* begin *

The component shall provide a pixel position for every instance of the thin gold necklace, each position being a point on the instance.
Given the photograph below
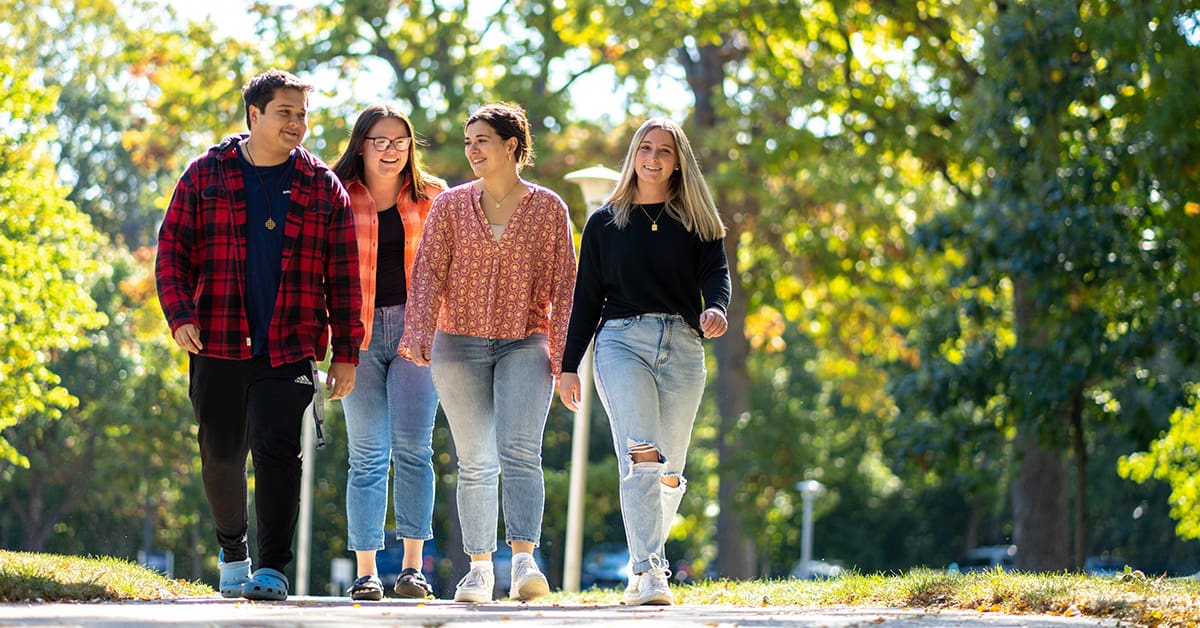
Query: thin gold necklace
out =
(498, 203)
(654, 221)
(270, 207)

* end *

▶ What you have to do
Rewrite the rows above with every "gold" changed to "silver" and everything else left the same. Leave the pictures out.

▶ Task solution
The component shall provide a pixel position for every instance of the thin silver necklace, each position being a point on the instance.
Given the photograph below
Query: thin silver necklace
out =
(498, 203)
(654, 221)
(270, 207)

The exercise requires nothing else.